--- start Supplied records ---
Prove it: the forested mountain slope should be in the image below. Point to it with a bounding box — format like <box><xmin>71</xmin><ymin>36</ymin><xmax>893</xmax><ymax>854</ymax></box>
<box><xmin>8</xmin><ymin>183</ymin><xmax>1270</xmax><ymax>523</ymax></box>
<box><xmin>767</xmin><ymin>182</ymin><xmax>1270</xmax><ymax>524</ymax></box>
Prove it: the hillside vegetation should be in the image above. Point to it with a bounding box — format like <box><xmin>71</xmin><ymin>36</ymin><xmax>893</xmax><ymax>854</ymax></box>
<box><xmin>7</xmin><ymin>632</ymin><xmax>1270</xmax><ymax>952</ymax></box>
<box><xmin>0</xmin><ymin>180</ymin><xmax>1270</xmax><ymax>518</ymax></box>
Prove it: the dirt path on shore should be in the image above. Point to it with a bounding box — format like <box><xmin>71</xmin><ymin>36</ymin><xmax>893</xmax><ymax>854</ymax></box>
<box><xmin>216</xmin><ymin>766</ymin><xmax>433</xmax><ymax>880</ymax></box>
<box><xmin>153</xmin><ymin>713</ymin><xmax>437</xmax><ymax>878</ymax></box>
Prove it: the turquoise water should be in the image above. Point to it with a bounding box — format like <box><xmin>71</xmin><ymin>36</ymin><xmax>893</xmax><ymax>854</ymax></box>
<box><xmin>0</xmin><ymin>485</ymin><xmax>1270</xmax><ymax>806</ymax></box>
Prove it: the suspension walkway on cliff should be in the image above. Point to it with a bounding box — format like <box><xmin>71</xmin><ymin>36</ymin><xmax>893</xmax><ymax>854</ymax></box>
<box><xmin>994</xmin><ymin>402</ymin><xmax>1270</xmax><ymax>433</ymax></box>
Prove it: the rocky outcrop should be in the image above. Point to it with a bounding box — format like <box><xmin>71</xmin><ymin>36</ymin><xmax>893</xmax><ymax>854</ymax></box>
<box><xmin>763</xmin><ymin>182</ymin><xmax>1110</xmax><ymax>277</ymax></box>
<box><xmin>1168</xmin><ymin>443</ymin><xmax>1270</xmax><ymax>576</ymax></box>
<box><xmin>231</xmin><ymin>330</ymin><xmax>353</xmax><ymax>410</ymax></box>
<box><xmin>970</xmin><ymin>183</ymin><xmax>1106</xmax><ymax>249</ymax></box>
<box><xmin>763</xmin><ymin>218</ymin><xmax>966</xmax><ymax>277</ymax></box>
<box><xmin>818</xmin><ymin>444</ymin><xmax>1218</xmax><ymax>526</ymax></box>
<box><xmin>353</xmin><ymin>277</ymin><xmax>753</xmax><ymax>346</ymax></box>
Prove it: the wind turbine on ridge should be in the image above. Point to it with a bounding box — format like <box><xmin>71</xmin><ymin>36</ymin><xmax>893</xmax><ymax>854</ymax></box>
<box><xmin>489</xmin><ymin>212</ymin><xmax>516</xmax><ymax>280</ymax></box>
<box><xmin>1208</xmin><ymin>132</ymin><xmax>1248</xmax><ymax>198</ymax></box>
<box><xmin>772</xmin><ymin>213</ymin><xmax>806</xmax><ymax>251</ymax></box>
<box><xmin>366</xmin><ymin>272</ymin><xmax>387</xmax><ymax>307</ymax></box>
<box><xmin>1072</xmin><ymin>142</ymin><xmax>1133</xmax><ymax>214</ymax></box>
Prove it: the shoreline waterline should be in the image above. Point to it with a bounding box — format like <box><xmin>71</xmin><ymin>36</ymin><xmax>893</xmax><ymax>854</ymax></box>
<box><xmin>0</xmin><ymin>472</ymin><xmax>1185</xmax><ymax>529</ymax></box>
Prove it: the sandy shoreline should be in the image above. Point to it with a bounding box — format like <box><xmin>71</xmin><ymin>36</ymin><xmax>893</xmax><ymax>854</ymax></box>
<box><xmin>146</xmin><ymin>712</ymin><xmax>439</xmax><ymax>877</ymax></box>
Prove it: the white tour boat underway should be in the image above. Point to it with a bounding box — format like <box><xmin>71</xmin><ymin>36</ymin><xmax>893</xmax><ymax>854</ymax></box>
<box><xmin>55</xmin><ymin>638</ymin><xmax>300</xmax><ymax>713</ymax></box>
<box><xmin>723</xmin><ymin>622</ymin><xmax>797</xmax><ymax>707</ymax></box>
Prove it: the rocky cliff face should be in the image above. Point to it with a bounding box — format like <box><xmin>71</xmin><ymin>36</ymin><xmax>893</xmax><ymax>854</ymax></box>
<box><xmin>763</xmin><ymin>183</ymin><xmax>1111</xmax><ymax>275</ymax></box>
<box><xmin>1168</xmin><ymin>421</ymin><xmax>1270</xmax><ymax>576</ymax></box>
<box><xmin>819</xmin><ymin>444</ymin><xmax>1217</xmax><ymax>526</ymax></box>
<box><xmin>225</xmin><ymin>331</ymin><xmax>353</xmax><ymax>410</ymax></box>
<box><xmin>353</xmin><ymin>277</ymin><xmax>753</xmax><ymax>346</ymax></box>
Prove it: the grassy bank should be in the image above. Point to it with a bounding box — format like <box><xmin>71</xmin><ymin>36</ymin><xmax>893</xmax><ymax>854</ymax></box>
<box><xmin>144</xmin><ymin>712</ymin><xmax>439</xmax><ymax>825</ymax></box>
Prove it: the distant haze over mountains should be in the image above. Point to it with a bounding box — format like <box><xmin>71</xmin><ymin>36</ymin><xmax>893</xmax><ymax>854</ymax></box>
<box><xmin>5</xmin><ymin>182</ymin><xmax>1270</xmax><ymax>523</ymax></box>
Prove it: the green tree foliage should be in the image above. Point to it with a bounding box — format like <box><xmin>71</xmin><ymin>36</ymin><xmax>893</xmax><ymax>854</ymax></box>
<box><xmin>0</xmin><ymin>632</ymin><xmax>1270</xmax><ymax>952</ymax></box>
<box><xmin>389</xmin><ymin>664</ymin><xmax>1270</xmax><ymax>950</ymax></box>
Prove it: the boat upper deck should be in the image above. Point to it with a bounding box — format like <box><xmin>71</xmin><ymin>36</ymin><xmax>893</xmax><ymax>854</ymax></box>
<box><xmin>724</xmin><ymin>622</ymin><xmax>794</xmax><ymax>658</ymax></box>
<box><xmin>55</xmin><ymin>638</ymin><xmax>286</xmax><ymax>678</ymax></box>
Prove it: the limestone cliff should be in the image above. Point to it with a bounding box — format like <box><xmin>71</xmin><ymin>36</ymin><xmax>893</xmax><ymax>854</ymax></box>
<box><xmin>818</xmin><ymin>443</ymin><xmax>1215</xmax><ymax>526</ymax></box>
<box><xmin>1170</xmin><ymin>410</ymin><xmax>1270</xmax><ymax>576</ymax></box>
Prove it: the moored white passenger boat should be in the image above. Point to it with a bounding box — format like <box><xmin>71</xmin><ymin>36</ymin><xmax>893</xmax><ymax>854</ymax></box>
--- end Supplied records ---
Exercise aim:
Please extract every row above that contains the word "boat".

Response to this task:
Prove it: the white tour boat underway should be in the image above. Point to it with a bounding box — format like <box><xmin>71</xmin><ymin>36</ymin><xmax>893</xmax><ymax>854</ymax></box>
Prove it: the boat upper deck should be in the image above. Point to it with a bounding box — format like <box><xmin>71</xmin><ymin>36</ymin><xmax>893</xmax><ymax>854</ymax></box>
Prove it: the moored white passenger boat should be in the image above. Point to it with a bounding box — format like <box><xmin>71</xmin><ymin>36</ymin><xmax>893</xmax><ymax>854</ymax></box>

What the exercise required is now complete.